● **INSTRUCTIONS TO FOLLOW**: Output nothing but the lines from the line with "Where can the yellow" through the end of the listing below, both ends included.
☆ ☆ ☆ ☆
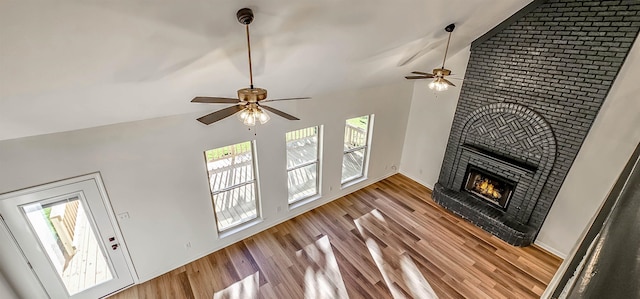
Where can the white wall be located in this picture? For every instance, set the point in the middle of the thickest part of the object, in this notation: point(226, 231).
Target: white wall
point(154, 170)
point(607, 148)
point(6, 291)
point(429, 125)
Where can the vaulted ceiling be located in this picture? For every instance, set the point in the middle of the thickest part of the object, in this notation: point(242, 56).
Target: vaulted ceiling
point(67, 65)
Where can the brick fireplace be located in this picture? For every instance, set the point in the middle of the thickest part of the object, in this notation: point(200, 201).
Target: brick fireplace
point(534, 86)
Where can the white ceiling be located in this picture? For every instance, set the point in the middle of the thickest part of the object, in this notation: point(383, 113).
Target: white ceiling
point(67, 65)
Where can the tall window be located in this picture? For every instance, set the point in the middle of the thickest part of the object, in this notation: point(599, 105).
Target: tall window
point(356, 136)
point(232, 180)
point(303, 163)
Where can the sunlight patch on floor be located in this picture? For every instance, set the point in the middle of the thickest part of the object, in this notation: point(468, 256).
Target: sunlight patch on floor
point(247, 288)
point(399, 272)
point(322, 275)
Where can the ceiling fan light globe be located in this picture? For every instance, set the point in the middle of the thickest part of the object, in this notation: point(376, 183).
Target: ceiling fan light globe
point(243, 114)
point(438, 85)
point(250, 120)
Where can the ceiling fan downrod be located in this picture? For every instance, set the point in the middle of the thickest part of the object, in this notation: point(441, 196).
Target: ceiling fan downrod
point(449, 29)
point(245, 17)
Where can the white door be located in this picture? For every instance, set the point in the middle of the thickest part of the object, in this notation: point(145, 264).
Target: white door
point(66, 232)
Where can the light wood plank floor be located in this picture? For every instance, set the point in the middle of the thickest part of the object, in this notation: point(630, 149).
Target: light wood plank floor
point(388, 240)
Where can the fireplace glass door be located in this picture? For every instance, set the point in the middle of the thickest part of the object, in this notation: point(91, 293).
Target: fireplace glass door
point(488, 186)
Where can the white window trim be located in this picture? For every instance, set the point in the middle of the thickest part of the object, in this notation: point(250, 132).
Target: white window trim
point(317, 162)
point(365, 159)
point(256, 191)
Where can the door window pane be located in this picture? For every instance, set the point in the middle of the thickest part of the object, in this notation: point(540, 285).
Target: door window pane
point(66, 235)
point(232, 180)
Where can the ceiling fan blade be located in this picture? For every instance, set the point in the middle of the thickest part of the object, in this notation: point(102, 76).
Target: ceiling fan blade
point(280, 113)
point(422, 73)
point(448, 82)
point(214, 100)
point(220, 114)
point(418, 77)
point(286, 99)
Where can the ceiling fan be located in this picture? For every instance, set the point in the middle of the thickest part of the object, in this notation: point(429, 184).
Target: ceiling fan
point(439, 82)
point(249, 101)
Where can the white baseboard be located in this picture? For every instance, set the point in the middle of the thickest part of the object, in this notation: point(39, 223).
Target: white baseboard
point(267, 223)
point(550, 249)
point(419, 180)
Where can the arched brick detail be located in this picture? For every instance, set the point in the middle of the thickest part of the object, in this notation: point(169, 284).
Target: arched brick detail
point(515, 131)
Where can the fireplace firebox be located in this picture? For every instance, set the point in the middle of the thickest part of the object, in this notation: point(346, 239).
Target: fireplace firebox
point(488, 186)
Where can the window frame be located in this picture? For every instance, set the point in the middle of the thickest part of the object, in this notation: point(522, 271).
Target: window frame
point(256, 189)
point(317, 162)
point(365, 155)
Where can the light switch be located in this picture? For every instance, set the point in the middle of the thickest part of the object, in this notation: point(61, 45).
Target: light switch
point(123, 216)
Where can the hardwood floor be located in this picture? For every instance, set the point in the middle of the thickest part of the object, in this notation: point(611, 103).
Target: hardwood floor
point(388, 240)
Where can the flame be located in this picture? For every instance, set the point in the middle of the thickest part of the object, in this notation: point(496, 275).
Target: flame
point(488, 189)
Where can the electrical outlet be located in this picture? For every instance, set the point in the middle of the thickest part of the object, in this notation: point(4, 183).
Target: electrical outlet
point(123, 216)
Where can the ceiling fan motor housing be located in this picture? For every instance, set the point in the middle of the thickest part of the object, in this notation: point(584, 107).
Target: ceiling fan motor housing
point(245, 16)
point(440, 71)
point(252, 95)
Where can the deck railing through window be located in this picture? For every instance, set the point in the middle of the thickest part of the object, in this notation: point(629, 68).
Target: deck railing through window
point(354, 136)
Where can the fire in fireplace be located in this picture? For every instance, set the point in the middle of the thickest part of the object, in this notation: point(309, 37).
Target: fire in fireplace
point(488, 186)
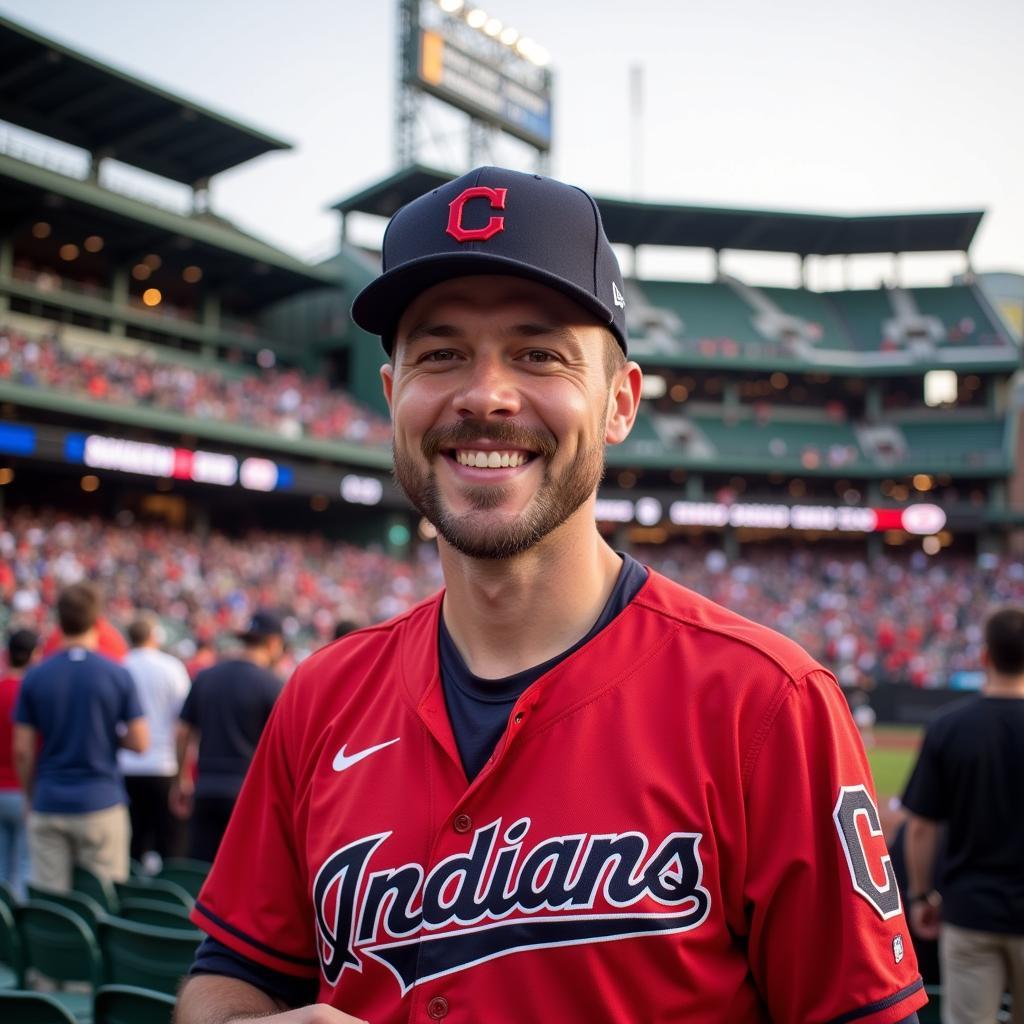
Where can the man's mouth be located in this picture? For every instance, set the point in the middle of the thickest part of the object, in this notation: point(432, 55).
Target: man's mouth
point(489, 459)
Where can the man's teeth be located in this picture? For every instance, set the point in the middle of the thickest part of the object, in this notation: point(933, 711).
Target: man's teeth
point(489, 460)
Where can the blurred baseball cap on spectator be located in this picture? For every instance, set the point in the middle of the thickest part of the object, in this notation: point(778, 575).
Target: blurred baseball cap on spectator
point(20, 644)
point(263, 624)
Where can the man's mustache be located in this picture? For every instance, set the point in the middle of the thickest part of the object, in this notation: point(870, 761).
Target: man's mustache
point(512, 435)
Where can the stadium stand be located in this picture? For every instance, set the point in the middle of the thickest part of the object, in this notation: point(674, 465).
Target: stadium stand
point(813, 308)
point(897, 617)
point(958, 308)
point(284, 401)
point(706, 310)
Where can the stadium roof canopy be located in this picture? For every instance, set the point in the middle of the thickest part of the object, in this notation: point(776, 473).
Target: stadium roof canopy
point(635, 223)
point(248, 273)
point(67, 95)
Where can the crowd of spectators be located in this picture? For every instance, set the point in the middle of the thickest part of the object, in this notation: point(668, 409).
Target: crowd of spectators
point(902, 617)
point(283, 400)
point(203, 589)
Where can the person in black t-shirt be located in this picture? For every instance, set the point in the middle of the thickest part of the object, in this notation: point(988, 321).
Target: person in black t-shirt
point(223, 717)
point(970, 774)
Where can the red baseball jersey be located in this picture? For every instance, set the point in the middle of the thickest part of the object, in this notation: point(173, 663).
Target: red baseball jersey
point(678, 824)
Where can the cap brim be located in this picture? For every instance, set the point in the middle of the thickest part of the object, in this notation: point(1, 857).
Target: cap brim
point(380, 305)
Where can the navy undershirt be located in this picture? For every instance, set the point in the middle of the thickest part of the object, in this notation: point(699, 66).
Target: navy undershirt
point(479, 709)
point(479, 712)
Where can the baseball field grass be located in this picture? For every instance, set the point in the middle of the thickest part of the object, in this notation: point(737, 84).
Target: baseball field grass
point(892, 758)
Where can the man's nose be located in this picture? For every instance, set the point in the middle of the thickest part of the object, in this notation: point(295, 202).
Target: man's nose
point(487, 389)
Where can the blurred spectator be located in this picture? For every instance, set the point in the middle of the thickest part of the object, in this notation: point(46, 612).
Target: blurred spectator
point(223, 717)
point(970, 775)
point(162, 684)
point(22, 648)
point(76, 701)
point(203, 656)
point(899, 617)
point(343, 628)
point(110, 642)
point(284, 401)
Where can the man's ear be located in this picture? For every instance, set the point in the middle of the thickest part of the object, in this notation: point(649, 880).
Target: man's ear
point(624, 401)
point(387, 380)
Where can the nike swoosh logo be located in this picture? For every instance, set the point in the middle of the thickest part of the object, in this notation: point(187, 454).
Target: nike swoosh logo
point(343, 760)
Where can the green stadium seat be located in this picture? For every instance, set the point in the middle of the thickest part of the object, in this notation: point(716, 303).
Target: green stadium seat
point(780, 442)
point(188, 873)
point(862, 313)
point(147, 956)
point(7, 895)
point(11, 956)
point(157, 912)
point(708, 310)
point(131, 1005)
point(154, 889)
point(954, 443)
point(101, 890)
point(816, 310)
point(961, 312)
point(85, 906)
point(33, 1008)
point(59, 945)
point(932, 1014)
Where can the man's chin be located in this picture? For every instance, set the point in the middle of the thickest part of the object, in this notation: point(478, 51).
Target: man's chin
point(489, 535)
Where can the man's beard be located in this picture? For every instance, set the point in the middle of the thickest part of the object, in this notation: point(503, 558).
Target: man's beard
point(475, 532)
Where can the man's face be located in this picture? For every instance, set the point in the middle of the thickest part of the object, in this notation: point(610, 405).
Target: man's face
point(501, 407)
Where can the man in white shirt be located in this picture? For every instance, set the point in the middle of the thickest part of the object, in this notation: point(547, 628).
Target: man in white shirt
point(163, 684)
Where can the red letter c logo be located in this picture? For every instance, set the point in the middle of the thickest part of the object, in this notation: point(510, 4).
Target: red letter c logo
point(493, 226)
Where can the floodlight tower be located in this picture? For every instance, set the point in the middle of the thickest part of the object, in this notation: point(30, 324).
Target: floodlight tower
point(456, 52)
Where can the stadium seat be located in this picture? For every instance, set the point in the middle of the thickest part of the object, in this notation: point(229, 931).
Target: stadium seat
point(33, 1008)
point(932, 1014)
point(147, 956)
point(188, 873)
point(156, 912)
point(154, 889)
point(131, 1005)
point(58, 944)
point(7, 895)
point(11, 960)
point(101, 890)
point(85, 906)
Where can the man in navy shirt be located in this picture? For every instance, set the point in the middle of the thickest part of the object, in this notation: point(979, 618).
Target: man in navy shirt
point(220, 723)
point(74, 712)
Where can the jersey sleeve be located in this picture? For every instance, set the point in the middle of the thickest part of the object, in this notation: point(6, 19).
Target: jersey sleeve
point(827, 938)
point(255, 900)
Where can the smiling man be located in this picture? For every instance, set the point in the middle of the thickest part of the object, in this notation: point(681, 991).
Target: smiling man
point(565, 788)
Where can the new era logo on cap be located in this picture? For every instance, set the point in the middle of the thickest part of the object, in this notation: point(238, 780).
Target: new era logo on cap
point(498, 221)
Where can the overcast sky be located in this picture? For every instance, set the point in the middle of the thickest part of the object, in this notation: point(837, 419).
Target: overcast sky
point(873, 107)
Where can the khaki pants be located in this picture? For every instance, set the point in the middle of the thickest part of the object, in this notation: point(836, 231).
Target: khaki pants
point(97, 841)
point(977, 969)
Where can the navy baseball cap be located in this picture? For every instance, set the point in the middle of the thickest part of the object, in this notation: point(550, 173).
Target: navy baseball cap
point(263, 624)
point(493, 220)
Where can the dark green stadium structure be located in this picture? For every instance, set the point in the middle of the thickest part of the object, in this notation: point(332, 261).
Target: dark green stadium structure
point(757, 396)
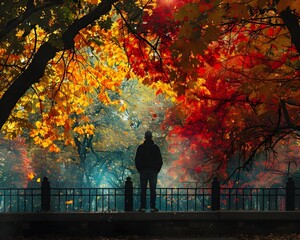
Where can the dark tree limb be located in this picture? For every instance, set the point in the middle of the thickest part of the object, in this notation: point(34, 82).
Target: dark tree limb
point(45, 53)
point(292, 23)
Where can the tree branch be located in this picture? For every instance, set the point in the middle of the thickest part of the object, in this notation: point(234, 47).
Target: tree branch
point(45, 53)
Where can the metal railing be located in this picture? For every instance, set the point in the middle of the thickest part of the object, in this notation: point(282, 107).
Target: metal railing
point(168, 199)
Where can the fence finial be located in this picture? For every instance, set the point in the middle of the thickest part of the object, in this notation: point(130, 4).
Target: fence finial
point(128, 195)
point(215, 195)
point(290, 195)
point(45, 195)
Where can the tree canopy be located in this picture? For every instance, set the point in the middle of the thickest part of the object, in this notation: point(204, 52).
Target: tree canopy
point(232, 67)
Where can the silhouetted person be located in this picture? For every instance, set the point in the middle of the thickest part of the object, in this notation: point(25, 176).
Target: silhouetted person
point(148, 162)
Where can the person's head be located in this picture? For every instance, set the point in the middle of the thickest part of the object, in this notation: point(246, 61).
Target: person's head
point(148, 135)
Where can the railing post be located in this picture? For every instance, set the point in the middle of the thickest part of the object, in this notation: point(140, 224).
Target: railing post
point(45, 195)
point(128, 195)
point(215, 195)
point(290, 195)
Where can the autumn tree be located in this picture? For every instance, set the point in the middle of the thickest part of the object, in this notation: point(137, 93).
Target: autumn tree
point(235, 67)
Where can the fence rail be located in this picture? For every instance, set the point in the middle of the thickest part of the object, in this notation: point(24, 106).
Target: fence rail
point(168, 199)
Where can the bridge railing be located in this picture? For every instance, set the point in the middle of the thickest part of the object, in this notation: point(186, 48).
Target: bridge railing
point(168, 199)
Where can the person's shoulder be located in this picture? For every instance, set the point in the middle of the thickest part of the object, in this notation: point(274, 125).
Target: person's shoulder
point(155, 145)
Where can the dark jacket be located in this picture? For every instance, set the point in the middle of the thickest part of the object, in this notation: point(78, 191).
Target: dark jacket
point(148, 157)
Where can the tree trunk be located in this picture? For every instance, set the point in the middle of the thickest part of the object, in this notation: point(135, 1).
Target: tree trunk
point(46, 52)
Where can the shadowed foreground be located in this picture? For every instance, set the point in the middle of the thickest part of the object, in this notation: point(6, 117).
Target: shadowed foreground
point(162, 224)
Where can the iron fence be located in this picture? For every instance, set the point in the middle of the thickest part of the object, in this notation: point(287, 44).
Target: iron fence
point(168, 199)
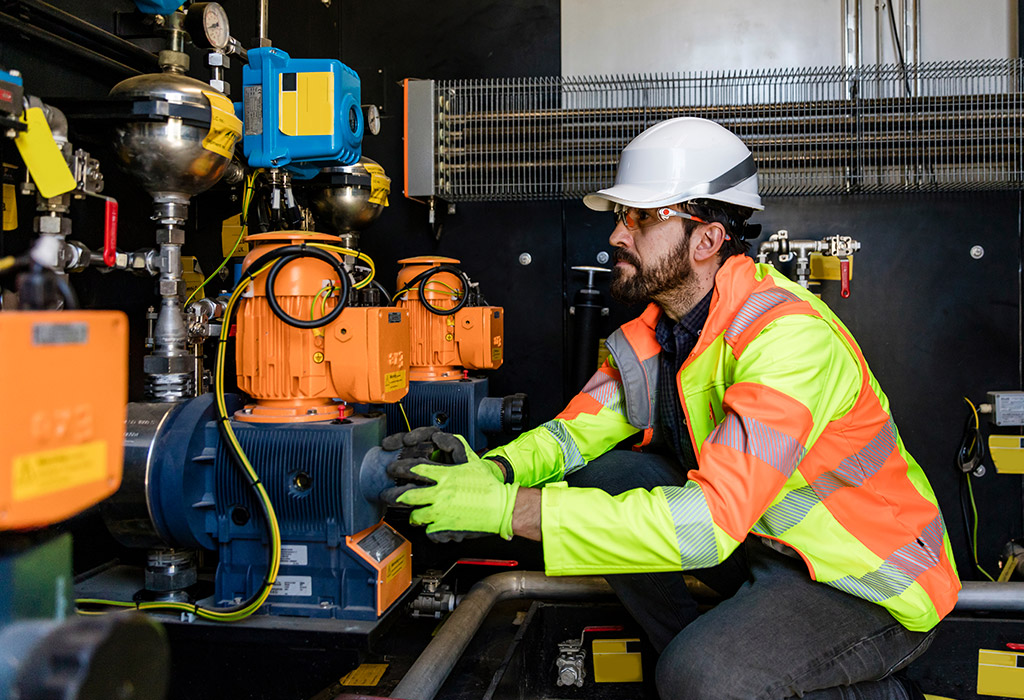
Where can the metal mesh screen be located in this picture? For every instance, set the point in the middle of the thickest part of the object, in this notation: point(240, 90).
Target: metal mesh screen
point(943, 126)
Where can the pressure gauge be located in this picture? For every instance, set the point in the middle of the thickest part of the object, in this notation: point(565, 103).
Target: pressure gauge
point(207, 25)
point(373, 120)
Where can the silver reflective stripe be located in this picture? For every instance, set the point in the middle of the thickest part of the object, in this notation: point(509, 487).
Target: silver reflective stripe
point(750, 436)
point(858, 468)
point(756, 305)
point(730, 178)
point(607, 391)
point(694, 529)
point(639, 380)
point(571, 458)
point(788, 512)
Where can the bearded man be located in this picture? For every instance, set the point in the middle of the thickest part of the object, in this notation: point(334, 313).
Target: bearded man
point(766, 463)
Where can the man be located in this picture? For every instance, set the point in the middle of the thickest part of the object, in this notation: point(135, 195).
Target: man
point(786, 486)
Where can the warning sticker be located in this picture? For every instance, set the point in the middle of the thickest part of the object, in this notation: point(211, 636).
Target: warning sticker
point(56, 470)
point(300, 586)
point(366, 674)
point(394, 381)
point(294, 555)
point(225, 128)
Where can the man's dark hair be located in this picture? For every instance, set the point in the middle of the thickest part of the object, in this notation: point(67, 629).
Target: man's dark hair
point(732, 217)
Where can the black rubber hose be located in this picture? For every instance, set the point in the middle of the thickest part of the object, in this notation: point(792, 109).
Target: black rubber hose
point(287, 254)
point(426, 275)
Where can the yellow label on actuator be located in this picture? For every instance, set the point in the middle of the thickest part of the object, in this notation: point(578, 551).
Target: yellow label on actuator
point(42, 156)
point(9, 208)
point(306, 103)
point(394, 381)
point(225, 128)
point(41, 474)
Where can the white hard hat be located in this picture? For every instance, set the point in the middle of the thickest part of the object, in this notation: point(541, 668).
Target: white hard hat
☆ ☆ ☆ ☆
● **PROBLEM SOLUTION**:
Where can the yellow label on actuator be located in this picture? For every instance, set the point in the middle of the thickest part of the object, in this notation: point(578, 551).
Target: yellow label on actuator
point(42, 156)
point(9, 208)
point(306, 103)
point(394, 381)
point(225, 128)
point(41, 474)
Where can the white hard hat be located in this picture? For every instance, set the point in the middle of the thickest part of the object, in this notation: point(541, 668).
Target: white hard hat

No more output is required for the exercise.